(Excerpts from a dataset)
*** Block opens ***
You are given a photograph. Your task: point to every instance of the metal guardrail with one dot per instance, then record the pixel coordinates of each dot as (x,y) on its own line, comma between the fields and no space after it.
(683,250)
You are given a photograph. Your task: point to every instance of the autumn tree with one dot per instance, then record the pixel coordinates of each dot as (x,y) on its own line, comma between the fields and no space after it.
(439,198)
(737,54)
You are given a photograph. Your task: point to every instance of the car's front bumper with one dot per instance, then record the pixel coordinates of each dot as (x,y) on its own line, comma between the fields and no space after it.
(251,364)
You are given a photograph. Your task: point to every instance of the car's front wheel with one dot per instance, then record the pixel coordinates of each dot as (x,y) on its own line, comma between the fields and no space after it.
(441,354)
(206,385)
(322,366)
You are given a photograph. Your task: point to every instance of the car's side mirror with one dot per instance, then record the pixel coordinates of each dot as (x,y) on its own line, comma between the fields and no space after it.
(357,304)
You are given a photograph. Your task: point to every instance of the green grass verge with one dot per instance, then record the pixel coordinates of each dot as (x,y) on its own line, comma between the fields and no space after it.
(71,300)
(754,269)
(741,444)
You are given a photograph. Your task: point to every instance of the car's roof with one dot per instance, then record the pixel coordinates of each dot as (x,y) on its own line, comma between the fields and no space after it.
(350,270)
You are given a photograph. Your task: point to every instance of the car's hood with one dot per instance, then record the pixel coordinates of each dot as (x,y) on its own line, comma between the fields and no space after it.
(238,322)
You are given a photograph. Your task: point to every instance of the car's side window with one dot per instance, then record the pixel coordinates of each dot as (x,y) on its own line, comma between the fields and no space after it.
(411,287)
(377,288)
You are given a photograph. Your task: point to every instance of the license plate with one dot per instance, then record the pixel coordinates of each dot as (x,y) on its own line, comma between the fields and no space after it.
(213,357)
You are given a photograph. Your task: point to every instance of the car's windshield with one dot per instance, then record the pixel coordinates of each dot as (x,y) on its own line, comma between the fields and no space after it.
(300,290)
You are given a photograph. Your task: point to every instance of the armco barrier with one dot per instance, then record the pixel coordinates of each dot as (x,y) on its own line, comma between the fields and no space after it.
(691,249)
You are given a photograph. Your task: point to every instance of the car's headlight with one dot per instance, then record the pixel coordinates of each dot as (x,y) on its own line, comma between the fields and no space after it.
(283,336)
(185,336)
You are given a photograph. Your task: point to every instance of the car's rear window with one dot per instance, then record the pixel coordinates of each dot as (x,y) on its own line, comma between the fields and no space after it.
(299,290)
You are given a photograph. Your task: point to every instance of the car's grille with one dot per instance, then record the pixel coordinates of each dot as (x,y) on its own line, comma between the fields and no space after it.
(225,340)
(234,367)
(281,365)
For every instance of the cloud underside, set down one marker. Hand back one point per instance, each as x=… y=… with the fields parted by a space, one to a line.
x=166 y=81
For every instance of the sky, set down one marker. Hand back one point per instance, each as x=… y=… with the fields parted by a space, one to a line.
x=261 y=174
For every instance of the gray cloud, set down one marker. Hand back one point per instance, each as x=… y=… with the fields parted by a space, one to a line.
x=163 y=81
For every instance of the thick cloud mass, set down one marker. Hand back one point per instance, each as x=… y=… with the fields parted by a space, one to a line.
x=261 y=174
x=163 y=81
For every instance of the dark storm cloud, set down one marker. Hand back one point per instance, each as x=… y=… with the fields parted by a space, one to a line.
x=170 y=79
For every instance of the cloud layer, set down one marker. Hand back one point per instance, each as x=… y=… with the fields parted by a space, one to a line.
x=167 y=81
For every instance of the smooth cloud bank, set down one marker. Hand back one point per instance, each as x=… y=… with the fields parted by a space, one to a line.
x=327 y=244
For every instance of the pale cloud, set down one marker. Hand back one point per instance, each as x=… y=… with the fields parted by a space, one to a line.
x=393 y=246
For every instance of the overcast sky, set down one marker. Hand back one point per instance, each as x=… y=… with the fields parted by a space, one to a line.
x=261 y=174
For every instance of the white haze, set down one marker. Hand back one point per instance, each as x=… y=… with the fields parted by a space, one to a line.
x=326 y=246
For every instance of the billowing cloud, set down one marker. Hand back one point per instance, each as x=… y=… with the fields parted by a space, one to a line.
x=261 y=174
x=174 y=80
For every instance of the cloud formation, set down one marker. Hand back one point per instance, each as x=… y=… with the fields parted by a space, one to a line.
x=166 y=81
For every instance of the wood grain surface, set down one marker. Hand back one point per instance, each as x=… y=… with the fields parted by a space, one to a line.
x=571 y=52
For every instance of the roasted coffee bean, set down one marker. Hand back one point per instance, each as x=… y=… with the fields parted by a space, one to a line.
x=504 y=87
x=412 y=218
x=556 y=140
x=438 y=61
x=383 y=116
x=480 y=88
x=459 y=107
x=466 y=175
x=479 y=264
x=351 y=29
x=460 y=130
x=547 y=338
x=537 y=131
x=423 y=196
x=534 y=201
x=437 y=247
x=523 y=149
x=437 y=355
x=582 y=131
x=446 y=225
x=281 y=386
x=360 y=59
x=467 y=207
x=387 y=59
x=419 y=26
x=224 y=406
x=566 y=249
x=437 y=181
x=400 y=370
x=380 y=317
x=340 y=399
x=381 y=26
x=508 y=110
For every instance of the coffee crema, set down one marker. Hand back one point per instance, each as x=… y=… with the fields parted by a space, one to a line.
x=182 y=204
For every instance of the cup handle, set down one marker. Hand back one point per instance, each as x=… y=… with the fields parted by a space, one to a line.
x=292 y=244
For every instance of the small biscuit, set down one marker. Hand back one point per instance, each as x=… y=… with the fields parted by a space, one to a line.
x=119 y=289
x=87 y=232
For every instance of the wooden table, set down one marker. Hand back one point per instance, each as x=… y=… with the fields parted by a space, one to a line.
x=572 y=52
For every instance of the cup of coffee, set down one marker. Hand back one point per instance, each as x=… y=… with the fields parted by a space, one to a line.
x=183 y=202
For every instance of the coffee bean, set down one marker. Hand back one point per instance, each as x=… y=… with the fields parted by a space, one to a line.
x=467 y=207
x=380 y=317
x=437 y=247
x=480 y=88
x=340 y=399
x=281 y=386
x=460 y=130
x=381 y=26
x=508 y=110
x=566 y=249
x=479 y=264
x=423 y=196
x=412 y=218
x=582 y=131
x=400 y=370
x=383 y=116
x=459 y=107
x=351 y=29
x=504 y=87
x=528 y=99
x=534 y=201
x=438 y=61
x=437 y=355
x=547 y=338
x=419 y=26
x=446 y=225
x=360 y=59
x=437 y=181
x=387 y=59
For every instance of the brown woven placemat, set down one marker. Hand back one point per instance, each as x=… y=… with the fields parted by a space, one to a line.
*** Block closes ***
• ABOUT THIS TASK
Each entry above needs to be retyped exactly.

• SOLUTION TO THIS EXERCISE
You are given a photograph. Your task: point to every instance of the metal guardrail with one dot per instance, then record the pixel coordinates of each dot as (x,y) on its own line, comma between the fields and no space after it.
(683,250)
You are given a photograph. Your task: point to every instance of the autumn tree with one dot per instance, then record the pixel coordinates of each dot as (x,y) on its own line, comma between the fields and no space after it.
(439,198)
(737,54)
You are given a photograph. Your task: point to every instance of the car's front bumper with one dot per instance, then record the pixel coordinates of each dot as (x,y) on its own line, comma between the fields and no space after it.
(251,364)
You are given a photograph. Your task: point to every instance of the car's front wheel with one dot per instance, then record the pixel coordinates of each dot as (x,y) on its own line, comma between the fields and no space after it.
(441,354)
(206,385)
(322,366)
You are given a photograph. Your task: point to every instance of the car's side mirror with one dot per instance, then record the pixel coordinates of each dot as (x,y) on its own line, comma between the fields and no space after it.
(357,304)
You are given a photograph. Your task: point to every instance of the green grass verge with one dot per instance, then record the pixel coordinates of each dot as (x,y) on its own line, comma between the fields and no space after it.
(71,300)
(754,269)
(741,444)
You are given a photograph. Your task: point to every instance of the car's roof with one dot per instance, then record the pixel coordinates of each dot as (x,y) on its own line, comma between the fields and no space after it.
(350,270)
You are given a photograph. Your task: point to every instance of the car's hood with one dot per instance, then record the pixel coordinates of each dot as (x,y) on its own line, comma between the fields and no space after it.
(238,322)
You are given a photograph. Your task: point to every instance of the car's side window with one dot per instance, then record the pixel coordinates of each dot as (x,y) on its own line, comma between the fields and no space after it.
(411,287)
(377,288)
You are given a photograph. Your task: point to every instance of the license plate with one dot per instance, then record the pixel coordinates of each dot as (x,y) on its own line, comma between the fields and no space after it.
(213,357)
You are given a photograph. Your task: point to every instance of the car's windshield with one dot per instance, then record the pixel coordinates of each dot as (x,y) on its own line, comma between the fields and no space after it.
(300,290)
You are given a photograph. Your task: point to every instance of the armco barrier with one dot per instance, then record the pixel coordinates of each dot as (x,y) on its own line, comma between the fields and no space after it.
(691,249)
You are given a photograph. Your task: point to every instance of the car's headlight with one dot per instance, then record the pixel coordinates of each dot as (x,y) on its own line, comma between the fields and no space after it.
(283,336)
(185,336)
You are given a photograph. Your task: point to every instance of the car's rear window with one dot per instance, then record the pixel coordinates of each dot as (x,y) on its own line, comma between the fields and no space after it.
(299,290)
You are given a photograph. Your task: point to every instance of the car's grille with one dot per instance, then record the pixel coordinates of each dot as (x,y) on its own line, comma between the fields and no space after it.
(225,340)
(234,367)
(281,365)
For every instance of the cloud underside, set down one marker. Hand back one point per instance, each as x=… y=… with the fields parted by a space, one to a line.
x=166 y=81
For every instance of the sky, set down one marker. Hand back one point per instance, each as x=… y=… with the fields parted by a space, one to a line.
x=261 y=174
For every instance of the gray cloud, set down one marker. Hand back one point per instance, each as x=… y=… with the fields parted by a space, one to a line.
x=163 y=81
For every instance of the thick cloud mass, set down one marker. Hand back one point per instance, each as x=… y=… with the fields parted by a space, one to a line.
x=261 y=174
x=163 y=81
For every instance of the dark storm cloud, set down one marker. Hand back one point per instance, each as x=… y=… with the fields parted by a space, one to a line.
x=170 y=79
For every instance of the cloud layer, set down one marker. Hand back one point per instance, each as x=… y=… with the fields parted by a space, one to a line.
x=167 y=81
For every instance of the smooth cloud bank, set down one marker. Hand back one point per instance, each as x=… y=… with the fields parted by a space, one to a line.
x=327 y=244
For every instance of the pale cloud, set down one marker. Hand back one point per instance, each as x=… y=… with the fields parted by a space, one to a line.
x=393 y=246
For every instance of the overcast sky, set down one marker. Hand back one point per instance, each as x=… y=… with the fields parted by a space, one to a line.
x=261 y=174
For every instance of the white haze, set down one marker. Hand back one point per instance, each as x=… y=… with the fields parted by a space, one to a line.
x=326 y=246
For every instance of the billowing cloud, set down one marker. Hand back one point per instance, each as x=… y=… with the fields parted by a space, one to a line.
x=261 y=174
x=174 y=80
For every instance of the cloud formation, set down one marker. Hand back one point per instance, each as x=… y=… with the fields parted by a space, one to a line.
x=166 y=81
For every instance of the wood grain surface, set down one marker. Hand back one point per instance, each as x=… y=… with the fields parted by a space, one to a line.
x=571 y=52
For every instance of the roasted coffee bean, set down one marker. Hand back one point per instance, each as x=… y=… with the fields parted by a space, one to a line.
x=504 y=87
x=412 y=218
x=556 y=140
x=438 y=61
x=383 y=116
x=480 y=88
x=459 y=107
x=466 y=175
x=479 y=264
x=351 y=29
x=460 y=130
x=547 y=338
x=537 y=131
x=423 y=196
x=534 y=201
x=437 y=247
x=523 y=149
x=437 y=355
x=582 y=131
x=446 y=225
x=281 y=386
x=360 y=59
x=467 y=207
x=387 y=59
x=419 y=26
x=224 y=406
x=566 y=249
x=437 y=181
x=400 y=370
x=380 y=317
x=340 y=399
x=381 y=26
x=508 y=110
For every instance of the coffee crema, set down one marker. Hand back one point per instance, each as x=… y=… with the fields parted by a space, one to a line.
x=182 y=204
For every instance of the cup handle, set down one marker. Hand back one point per instance, each as x=… y=… with the fields parted by a space, one to a line.
x=292 y=244
For every instance of the small biscuit, set down one marker. Hand back one point per instance, each as x=… y=… with the fields parted by a space, one to a line.
x=119 y=289
x=87 y=232
For every instance of the wooden table, set down one marker. Hand back one point per instance, each as x=… y=… with the fields parted by a space, one to a line.
x=572 y=52
For every instance of the cup of coffee, set down one marker. Hand back one point per instance, each as x=… y=… with the fields parted by a space, one to a line.
x=183 y=202
For every instance of the coffee bean, set down one marker. Hand back one point per instance, each as x=… y=… with the fields parted by a space, one to a line.
x=467 y=207
x=380 y=317
x=437 y=247
x=480 y=88
x=340 y=399
x=281 y=386
x=460 y=130
x=381 y=26
x=508 y=110
x=566 y=249
x=479 y=264
x=423 y=196
x=412 y=218
x=582 y=131
x=400 y=370
x=383 y=116
x=459 y=107
x=351 y=29
x=504 y=87
x=528 y=99
x=534 y=201
x=438 y=61
x=437 y=355
x=547 y=338
x=419 y=26
x=446 y=225
x=360 y=59
x=437 y=181
x=387 y=59
For every instance of the brown woven placemat, set down one marker. Hand back one point per instance, each as x=… y=… with the fields parted by a space, one to a line.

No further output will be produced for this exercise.